Problem: Find the string "carrying" in the records. Copy every line it appears in.

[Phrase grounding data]
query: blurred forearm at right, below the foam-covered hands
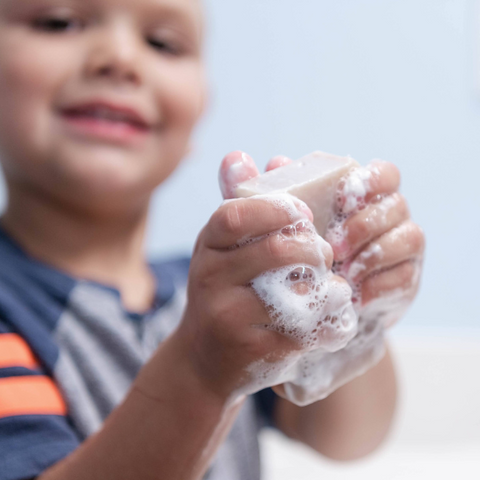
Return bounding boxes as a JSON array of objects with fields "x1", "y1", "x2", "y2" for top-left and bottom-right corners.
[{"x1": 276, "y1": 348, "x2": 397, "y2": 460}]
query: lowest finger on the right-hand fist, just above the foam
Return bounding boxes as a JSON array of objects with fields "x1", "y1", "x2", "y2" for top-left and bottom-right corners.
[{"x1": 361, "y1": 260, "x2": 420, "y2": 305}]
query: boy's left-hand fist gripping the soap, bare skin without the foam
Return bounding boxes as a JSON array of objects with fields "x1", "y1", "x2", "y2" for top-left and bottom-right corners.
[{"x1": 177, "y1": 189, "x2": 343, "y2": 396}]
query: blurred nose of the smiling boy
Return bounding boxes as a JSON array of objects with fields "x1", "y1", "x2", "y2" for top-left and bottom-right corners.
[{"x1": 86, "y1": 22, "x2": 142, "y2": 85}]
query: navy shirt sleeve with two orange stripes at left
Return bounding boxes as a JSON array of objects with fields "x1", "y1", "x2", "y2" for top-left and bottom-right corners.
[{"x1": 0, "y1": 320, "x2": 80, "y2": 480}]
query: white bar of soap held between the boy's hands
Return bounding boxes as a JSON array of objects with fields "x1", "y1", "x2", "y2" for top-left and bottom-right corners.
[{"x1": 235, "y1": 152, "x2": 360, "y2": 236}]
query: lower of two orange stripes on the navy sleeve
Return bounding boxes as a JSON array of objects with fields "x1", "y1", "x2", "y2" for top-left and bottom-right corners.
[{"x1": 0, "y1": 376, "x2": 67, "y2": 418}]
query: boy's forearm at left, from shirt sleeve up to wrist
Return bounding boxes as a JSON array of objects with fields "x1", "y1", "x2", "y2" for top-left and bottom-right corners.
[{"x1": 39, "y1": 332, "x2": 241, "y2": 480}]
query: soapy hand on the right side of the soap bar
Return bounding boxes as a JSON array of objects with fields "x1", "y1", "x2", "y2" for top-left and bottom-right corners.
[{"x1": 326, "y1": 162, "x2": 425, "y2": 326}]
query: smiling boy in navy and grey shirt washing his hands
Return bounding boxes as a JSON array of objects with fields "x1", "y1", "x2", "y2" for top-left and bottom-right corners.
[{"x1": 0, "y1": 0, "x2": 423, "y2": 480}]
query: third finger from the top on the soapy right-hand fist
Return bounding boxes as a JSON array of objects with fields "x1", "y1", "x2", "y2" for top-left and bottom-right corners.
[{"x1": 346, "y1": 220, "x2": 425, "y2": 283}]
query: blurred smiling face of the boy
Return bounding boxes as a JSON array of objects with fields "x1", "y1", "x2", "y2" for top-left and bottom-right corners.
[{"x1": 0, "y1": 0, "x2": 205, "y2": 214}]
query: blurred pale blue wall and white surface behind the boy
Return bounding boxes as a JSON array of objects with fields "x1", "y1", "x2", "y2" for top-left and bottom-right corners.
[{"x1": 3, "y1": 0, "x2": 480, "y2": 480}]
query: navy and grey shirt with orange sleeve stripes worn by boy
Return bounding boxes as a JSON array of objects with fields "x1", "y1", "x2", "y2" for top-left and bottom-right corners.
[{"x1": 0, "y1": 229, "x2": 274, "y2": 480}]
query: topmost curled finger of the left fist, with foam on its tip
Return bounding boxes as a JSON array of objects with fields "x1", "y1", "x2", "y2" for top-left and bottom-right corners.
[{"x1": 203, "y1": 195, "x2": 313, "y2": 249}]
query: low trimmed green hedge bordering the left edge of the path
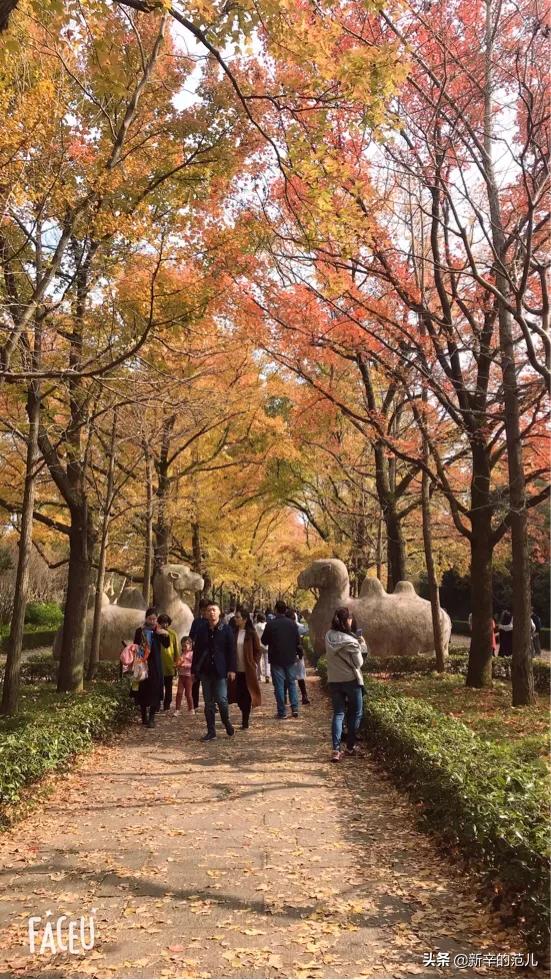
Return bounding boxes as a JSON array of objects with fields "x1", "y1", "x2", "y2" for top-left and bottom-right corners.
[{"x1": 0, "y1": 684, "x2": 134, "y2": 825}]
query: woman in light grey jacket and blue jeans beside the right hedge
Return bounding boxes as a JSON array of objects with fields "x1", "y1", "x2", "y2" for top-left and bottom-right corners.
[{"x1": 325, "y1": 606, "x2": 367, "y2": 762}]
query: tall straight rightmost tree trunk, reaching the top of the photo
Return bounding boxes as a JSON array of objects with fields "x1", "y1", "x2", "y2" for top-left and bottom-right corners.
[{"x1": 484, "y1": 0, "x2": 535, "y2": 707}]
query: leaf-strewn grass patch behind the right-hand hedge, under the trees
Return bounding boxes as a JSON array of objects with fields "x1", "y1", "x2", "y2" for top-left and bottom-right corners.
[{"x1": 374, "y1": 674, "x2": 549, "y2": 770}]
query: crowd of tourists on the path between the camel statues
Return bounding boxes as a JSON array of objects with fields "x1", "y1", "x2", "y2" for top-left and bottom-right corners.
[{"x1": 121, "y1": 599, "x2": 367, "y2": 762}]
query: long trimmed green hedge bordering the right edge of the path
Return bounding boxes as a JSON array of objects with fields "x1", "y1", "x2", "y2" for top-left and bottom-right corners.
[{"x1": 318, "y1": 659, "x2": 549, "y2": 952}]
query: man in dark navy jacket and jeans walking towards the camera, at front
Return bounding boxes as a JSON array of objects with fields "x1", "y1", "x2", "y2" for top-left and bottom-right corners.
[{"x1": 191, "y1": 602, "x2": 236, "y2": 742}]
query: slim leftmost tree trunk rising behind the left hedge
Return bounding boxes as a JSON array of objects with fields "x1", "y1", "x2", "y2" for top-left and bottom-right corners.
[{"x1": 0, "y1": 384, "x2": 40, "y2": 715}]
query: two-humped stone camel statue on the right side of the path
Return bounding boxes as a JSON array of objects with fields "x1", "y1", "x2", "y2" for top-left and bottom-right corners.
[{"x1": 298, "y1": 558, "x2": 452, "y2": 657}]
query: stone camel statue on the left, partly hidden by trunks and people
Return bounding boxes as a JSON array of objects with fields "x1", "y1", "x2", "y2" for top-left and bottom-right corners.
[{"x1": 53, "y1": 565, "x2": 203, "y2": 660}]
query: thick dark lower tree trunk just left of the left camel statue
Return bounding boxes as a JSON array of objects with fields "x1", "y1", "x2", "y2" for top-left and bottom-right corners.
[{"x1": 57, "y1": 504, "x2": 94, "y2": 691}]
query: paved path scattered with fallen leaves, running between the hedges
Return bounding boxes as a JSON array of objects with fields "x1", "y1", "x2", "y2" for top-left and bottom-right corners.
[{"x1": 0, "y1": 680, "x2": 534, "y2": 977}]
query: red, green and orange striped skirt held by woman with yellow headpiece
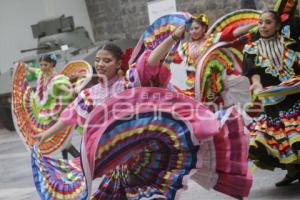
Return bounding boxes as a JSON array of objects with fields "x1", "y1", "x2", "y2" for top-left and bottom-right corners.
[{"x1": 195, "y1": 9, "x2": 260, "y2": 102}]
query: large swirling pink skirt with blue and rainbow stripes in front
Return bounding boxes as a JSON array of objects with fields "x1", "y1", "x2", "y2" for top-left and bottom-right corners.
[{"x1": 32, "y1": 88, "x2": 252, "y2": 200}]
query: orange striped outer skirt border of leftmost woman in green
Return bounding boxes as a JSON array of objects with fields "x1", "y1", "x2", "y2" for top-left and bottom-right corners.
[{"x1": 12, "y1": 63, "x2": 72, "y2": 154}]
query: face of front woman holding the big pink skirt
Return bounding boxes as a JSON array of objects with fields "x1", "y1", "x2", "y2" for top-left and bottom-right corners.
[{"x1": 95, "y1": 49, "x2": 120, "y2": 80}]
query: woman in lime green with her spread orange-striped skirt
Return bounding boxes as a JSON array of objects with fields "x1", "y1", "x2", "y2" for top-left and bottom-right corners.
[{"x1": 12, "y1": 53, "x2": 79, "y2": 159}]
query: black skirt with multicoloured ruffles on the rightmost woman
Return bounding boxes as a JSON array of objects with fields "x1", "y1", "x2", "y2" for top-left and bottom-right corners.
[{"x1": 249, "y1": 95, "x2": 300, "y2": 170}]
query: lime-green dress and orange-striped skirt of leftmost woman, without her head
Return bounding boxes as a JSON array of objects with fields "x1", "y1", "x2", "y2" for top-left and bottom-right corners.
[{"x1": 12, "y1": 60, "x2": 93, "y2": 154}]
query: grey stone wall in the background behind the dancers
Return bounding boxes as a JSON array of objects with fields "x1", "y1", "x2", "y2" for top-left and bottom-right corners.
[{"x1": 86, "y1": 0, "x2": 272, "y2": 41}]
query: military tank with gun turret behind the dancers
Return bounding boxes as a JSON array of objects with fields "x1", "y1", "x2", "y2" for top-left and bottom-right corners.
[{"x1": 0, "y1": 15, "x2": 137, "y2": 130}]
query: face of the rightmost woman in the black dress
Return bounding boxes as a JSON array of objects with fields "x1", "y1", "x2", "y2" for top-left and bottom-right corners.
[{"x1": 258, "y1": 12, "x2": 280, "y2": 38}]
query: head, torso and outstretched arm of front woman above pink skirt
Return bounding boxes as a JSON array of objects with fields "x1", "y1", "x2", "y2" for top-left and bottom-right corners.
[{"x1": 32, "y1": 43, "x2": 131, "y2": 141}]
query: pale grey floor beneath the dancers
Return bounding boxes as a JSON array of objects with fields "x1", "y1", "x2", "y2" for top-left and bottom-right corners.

...

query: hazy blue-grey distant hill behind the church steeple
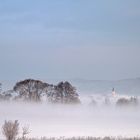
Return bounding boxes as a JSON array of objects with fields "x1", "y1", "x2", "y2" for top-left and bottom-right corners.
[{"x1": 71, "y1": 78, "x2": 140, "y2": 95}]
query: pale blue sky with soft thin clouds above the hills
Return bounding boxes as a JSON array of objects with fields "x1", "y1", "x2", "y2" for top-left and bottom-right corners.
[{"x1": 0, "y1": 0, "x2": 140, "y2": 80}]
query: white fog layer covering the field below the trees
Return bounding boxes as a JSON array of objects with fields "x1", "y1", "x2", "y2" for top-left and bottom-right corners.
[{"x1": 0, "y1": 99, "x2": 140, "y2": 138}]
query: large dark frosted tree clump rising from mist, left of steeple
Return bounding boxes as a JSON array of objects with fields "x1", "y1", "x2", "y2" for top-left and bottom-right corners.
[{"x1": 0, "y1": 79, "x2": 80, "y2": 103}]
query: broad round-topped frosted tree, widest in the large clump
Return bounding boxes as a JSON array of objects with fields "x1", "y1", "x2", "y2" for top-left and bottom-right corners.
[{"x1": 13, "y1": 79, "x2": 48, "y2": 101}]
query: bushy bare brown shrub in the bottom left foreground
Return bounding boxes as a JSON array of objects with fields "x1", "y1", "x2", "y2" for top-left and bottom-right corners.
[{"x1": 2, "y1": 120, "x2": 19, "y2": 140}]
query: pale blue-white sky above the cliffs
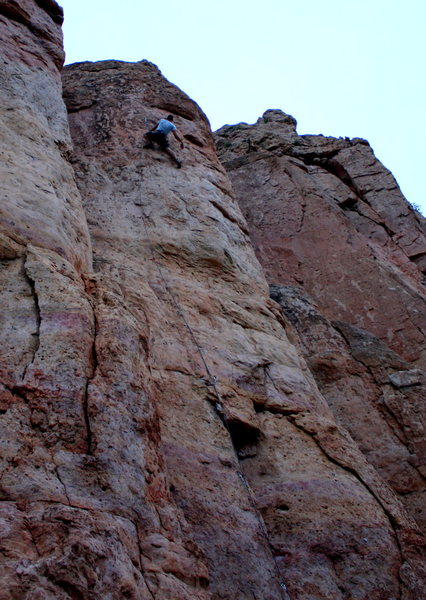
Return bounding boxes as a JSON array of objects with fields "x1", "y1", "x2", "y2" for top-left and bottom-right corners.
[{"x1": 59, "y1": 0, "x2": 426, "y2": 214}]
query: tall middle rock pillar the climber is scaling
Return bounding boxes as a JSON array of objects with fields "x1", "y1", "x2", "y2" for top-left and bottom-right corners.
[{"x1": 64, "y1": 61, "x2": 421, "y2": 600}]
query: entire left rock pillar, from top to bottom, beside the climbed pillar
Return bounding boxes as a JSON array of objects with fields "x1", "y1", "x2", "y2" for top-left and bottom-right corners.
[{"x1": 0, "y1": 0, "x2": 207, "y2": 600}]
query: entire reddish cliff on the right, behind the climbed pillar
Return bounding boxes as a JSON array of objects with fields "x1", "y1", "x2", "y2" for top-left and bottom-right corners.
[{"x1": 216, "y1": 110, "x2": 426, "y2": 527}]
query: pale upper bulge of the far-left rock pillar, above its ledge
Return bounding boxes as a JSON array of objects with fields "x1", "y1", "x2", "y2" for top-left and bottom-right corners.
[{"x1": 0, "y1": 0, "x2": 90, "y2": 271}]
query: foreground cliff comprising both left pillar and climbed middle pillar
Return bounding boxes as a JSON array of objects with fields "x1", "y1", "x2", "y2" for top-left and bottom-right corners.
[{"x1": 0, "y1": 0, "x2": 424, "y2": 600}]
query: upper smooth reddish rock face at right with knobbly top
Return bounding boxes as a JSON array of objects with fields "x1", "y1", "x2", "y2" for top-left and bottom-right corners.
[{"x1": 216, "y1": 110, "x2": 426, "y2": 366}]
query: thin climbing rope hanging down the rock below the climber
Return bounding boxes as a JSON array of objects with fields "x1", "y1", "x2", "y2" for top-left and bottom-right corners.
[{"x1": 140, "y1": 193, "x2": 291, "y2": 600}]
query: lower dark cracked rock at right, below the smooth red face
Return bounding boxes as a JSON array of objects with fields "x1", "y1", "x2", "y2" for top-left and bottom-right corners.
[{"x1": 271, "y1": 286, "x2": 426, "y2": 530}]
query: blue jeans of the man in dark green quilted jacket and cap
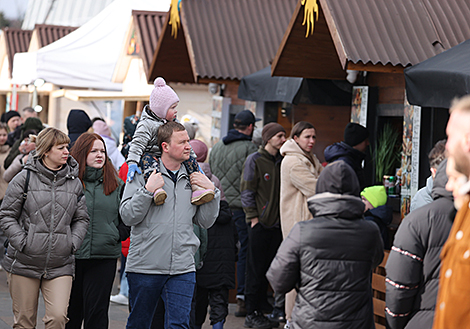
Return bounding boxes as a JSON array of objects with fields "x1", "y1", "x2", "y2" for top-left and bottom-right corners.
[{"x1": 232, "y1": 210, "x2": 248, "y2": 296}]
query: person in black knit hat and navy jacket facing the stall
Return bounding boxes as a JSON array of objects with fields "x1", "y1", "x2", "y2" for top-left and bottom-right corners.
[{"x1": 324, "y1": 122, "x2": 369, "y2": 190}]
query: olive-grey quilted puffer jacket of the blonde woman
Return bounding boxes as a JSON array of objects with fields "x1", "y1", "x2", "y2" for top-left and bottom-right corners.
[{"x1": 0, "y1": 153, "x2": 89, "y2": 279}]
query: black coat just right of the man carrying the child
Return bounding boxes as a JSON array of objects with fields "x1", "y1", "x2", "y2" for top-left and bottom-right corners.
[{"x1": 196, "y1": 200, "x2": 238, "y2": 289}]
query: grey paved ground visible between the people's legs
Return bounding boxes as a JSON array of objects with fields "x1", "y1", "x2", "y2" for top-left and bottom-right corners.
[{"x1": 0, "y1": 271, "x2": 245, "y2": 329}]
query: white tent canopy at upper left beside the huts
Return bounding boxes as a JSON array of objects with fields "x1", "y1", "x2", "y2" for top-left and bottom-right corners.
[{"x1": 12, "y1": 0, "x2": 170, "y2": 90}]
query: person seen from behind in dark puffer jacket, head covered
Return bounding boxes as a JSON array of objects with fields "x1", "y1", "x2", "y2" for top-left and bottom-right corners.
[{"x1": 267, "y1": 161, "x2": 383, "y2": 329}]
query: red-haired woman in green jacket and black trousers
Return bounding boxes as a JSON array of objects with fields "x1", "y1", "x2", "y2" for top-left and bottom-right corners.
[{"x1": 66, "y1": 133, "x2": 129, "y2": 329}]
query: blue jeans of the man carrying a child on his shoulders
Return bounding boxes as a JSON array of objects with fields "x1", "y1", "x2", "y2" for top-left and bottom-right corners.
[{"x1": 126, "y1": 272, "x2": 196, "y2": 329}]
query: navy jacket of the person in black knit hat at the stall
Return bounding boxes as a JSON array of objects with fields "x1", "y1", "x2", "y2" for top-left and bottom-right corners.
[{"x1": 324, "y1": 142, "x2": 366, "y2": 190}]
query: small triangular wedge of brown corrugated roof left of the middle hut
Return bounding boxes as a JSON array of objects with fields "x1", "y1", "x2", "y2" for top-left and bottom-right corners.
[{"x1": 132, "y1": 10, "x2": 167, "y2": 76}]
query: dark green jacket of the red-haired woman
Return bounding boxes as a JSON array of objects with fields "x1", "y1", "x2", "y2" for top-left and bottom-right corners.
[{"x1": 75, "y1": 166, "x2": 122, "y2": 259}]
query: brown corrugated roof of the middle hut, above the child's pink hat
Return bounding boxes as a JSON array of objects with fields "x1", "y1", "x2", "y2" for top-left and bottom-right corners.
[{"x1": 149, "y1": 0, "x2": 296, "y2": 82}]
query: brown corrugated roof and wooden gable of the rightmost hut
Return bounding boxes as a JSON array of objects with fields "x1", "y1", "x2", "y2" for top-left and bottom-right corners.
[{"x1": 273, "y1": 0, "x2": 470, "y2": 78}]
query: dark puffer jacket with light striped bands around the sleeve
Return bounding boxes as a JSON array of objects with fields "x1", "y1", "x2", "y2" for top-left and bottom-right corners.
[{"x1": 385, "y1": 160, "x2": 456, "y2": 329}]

==

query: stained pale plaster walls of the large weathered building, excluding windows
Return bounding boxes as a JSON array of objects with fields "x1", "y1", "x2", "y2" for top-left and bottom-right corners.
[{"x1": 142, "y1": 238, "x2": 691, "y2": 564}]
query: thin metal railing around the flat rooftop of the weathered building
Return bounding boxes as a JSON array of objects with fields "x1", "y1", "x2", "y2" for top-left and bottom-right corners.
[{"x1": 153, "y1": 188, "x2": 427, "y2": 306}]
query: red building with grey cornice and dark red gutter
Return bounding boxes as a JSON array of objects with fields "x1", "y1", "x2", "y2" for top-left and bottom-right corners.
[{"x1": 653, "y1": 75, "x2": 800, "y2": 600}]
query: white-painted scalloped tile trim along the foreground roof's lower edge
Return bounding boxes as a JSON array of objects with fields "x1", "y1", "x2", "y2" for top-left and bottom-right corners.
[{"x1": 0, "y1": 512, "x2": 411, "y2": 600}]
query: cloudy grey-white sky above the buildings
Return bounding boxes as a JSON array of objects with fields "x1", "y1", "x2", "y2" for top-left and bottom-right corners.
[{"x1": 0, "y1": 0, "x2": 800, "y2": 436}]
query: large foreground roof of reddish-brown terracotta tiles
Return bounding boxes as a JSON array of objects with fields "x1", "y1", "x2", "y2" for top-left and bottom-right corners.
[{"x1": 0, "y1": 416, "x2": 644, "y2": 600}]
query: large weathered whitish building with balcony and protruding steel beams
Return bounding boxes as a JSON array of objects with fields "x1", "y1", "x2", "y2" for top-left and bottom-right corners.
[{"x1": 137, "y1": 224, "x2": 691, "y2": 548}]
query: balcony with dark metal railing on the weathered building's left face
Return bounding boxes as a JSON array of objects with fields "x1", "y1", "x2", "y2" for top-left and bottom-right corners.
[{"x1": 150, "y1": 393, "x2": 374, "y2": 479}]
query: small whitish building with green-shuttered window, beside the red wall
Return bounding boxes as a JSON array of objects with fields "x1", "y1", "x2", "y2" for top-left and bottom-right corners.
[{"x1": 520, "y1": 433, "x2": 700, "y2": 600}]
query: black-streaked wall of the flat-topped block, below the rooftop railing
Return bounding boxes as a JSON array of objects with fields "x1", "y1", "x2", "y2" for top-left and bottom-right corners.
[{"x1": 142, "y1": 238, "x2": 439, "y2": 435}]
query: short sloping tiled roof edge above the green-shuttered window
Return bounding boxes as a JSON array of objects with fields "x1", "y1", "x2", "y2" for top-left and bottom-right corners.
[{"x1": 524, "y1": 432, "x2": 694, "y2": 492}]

Exercise output:
query: black coat just right of the man carrying the child
query: blue jeans of the man carrying a child on his shoulders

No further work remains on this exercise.